Document segment:
I’ve dealt with so much stuff these past few years
Oh my friend blocked me
Idgaf atp
Multiple people have left me
If the girl I thought about marrying me has left me
I don’t give a shit about anybody else leaving me
You know I don’t think I can do another year of this shit
There’s just so much weight on my shoulders all I’m tryna do is live my fucking life
I hate how my dad keeps apologizing over and over again about divorcing my mom
Yeah you broke her heart 3 times and there’s no turning back
The damage is done, the hole is deep.
My room is too hot once again
I forgot my fucking journal on the bed
Okay I guess I have to use this to journal
Bruhhh
Gotta love how we say everytime we need a break someone has to not let me have a break and everyone tells me to fuck off
Godamn I hate life so much
I will never be happy
Why is it always me?
The one that has to struggle
The one no one understands
No matter how hard I try people just hate on me
Fuckin bitch ass Stevie
Always fuckin hating on me in English cause I try my best and she doesn’t accept it
Wreteched ass bitch
I have to clean my bathroom in this hour because since I accident clogged my fucking toilet with toilet paper now my mom has to call my grandpa to fix it
And she’s calling him tonight
When now is not a good time
In other bad news my sisters dumbass left the fucking door open and cat pees in there
So now my bathroom smells like piss
Now I have to clean that up as well
All because people wanna fuck up my shit
Holy fuck I’m so godamn pissed off rn!

Activity:
Pick up the rant about the rough stretch and the messy bathroom above and write what comes after its final line.

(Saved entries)
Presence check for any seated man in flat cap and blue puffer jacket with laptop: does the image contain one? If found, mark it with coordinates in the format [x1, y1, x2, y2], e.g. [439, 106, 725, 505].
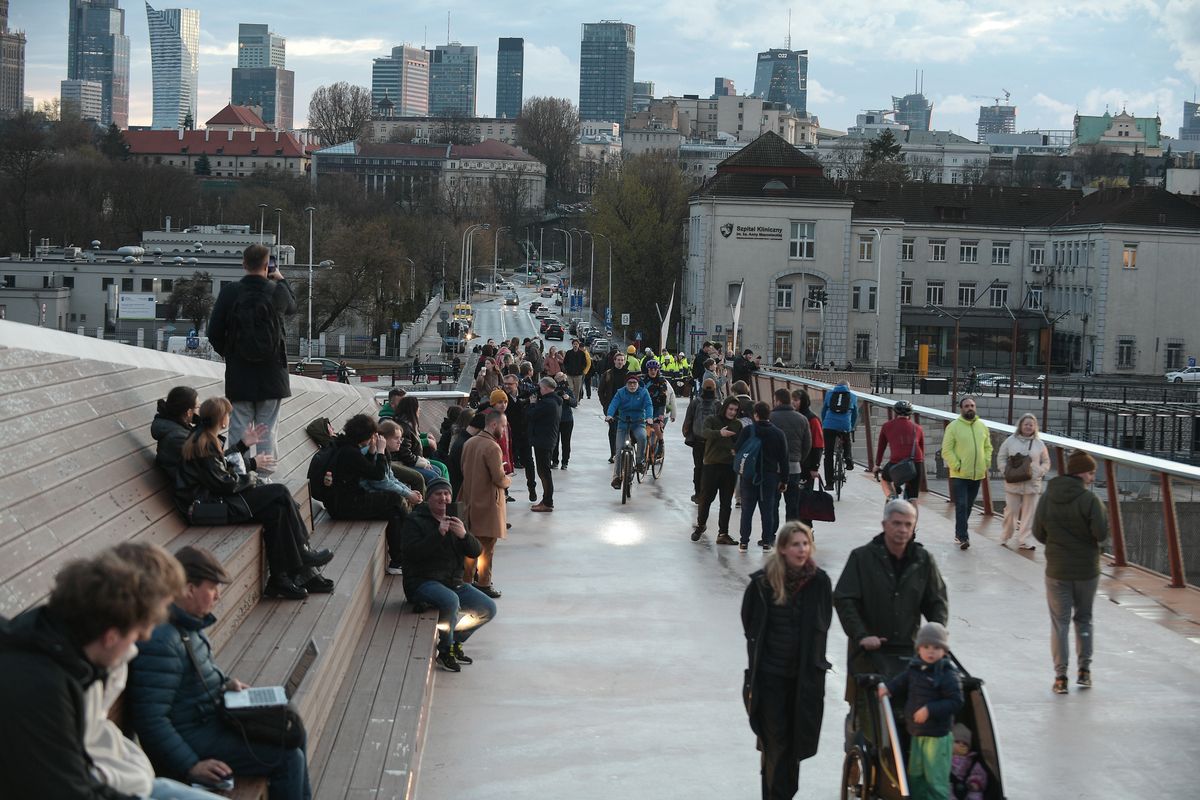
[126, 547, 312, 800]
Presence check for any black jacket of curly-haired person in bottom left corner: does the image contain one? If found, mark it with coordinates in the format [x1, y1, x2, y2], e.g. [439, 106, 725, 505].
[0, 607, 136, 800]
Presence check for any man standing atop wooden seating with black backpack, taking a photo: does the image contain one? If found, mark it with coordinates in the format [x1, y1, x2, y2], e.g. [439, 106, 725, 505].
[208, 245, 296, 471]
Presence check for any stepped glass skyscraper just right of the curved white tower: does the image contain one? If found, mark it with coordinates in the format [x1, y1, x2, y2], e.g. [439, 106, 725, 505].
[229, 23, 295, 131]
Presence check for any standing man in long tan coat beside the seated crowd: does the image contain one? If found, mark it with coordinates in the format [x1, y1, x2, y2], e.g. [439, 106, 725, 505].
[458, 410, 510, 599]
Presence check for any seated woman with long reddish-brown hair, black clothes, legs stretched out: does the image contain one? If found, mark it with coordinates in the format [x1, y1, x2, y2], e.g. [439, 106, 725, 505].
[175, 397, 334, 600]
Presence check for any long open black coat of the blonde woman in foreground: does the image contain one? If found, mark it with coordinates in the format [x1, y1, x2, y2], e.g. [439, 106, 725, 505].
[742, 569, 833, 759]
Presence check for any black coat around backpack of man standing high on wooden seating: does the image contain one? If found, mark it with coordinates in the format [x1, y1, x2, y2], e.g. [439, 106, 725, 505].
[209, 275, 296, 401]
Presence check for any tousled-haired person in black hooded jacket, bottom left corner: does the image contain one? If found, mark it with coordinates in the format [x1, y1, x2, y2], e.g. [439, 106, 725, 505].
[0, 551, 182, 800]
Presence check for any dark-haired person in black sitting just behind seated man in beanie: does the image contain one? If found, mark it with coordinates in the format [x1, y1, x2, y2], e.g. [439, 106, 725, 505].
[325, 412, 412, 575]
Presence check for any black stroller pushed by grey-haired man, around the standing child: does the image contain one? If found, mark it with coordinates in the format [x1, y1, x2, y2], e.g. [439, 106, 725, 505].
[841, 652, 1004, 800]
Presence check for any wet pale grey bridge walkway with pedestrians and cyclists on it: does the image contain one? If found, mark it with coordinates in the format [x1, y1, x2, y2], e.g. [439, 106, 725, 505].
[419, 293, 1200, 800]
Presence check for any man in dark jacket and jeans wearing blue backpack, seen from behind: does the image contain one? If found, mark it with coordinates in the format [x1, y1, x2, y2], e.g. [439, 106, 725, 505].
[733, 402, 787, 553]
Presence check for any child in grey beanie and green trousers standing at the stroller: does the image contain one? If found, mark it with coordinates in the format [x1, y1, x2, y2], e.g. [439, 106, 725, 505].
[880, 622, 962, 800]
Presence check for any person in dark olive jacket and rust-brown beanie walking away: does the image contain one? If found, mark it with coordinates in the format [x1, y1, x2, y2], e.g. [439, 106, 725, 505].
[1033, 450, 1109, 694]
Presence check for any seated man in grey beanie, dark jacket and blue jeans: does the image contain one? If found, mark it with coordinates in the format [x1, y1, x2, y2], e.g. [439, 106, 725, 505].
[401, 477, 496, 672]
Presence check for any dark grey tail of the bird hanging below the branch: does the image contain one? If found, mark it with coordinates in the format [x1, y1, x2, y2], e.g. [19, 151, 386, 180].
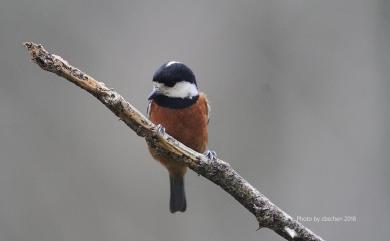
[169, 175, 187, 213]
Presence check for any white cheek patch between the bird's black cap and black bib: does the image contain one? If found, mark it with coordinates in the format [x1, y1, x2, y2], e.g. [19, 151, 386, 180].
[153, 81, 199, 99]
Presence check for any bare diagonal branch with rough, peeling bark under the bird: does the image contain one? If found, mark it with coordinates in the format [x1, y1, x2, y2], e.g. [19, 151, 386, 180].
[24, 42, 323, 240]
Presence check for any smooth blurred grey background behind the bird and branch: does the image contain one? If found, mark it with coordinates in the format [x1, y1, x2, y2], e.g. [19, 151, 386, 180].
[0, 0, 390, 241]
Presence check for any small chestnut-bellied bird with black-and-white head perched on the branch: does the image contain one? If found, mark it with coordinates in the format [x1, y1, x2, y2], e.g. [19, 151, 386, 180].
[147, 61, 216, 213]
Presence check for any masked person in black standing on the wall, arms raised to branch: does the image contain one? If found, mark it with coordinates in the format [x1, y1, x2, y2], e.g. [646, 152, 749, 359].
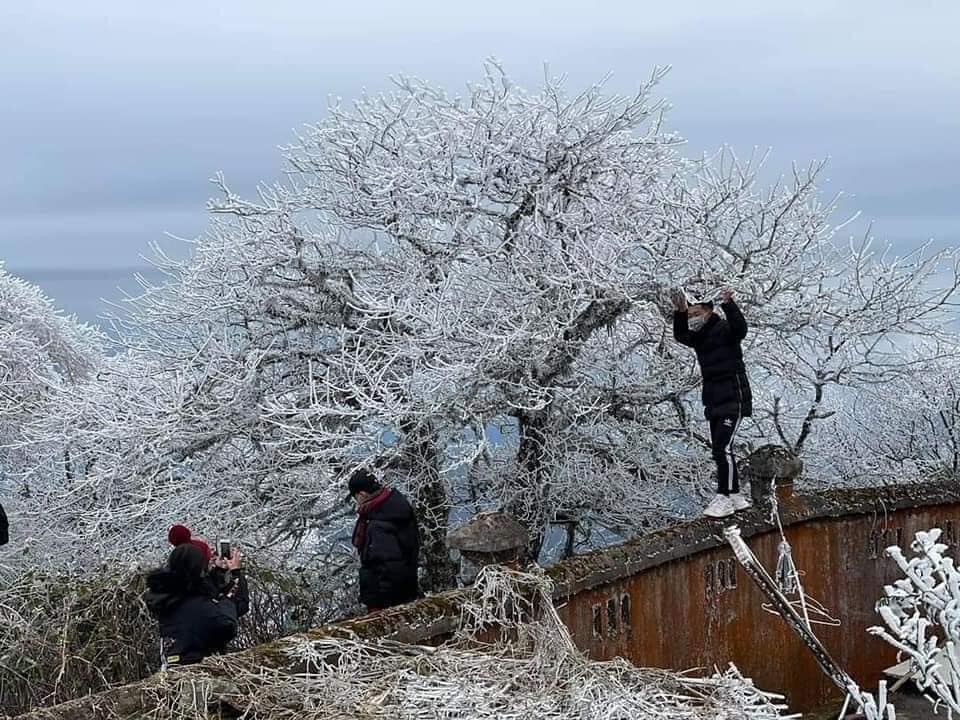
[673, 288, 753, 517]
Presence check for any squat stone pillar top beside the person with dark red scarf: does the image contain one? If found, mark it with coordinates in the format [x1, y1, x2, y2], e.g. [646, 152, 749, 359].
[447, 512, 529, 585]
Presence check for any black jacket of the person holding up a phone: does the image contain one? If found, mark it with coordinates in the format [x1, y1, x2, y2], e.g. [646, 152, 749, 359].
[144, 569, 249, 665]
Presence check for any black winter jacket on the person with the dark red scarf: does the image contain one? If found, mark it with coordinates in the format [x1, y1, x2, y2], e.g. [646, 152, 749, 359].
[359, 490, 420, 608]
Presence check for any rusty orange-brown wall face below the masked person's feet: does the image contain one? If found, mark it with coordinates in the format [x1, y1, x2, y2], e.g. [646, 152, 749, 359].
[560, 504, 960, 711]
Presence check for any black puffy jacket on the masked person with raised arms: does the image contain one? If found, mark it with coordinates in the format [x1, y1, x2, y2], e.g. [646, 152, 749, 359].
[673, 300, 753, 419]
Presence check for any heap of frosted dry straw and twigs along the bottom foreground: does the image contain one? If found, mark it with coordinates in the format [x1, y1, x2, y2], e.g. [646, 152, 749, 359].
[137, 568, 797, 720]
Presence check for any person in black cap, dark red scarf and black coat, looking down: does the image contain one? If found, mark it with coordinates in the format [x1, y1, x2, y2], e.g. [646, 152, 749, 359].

Result of this task:
My mom fucking sucks
She doesn’t really fucking care
She doesn’t fucking care it all
I shoudlve offed myself so she could fuck off
My life is falling apart as we speak
I was worried about my friend today
This morning she said she was gonna off herself
Or she could’ve
And honestly she means the world to me and I almost cried
I hate how so much shit has gone down these past few years
I’ve actually gone crazy
Just my god
Why can’t I just be happy?
Why is it always the same shit
And people are fucking crazy nowadays which is something I hate
Because my god I hate doing this
I just wanna be successful
Good grief I need a break from life just so much shit is going on and I just hate it
Ong
Tomorrow I'm scared to go to school
I feel so alone
I hate the people there
Real mfs like me don't deserve this shit
Is it that hard from me to get a break
Good grief I need a break
So apparently I can’t talk to women anymore
Everytime I talk to a girl some fucking idiot yells out: "W rizz"
I once talked to the German exchange student because I was curious about Germany and these kids started yelling out "W rizz" and asking if I like her
It’s fucking embarrassing
And the way she looked at me bruh
She looked at me horrified as fuck
Because ion got my jorunal with me
I did take a break from this journal to do irl journaling
This place give such a damn headache
I just got fucking fat shamed
Fuck some fucking motherfuckera
Godamn parasites
Fuck people
Fuck this school
And fuck my life
I’m not eating anything for the rest of the mf day
I only ate a beef stick and pizza today
And yes
I am sorta fat
Well my shirts hide it a bit
But I am fat a bit
Christ
Why is it always me having to deal with this stupid shit?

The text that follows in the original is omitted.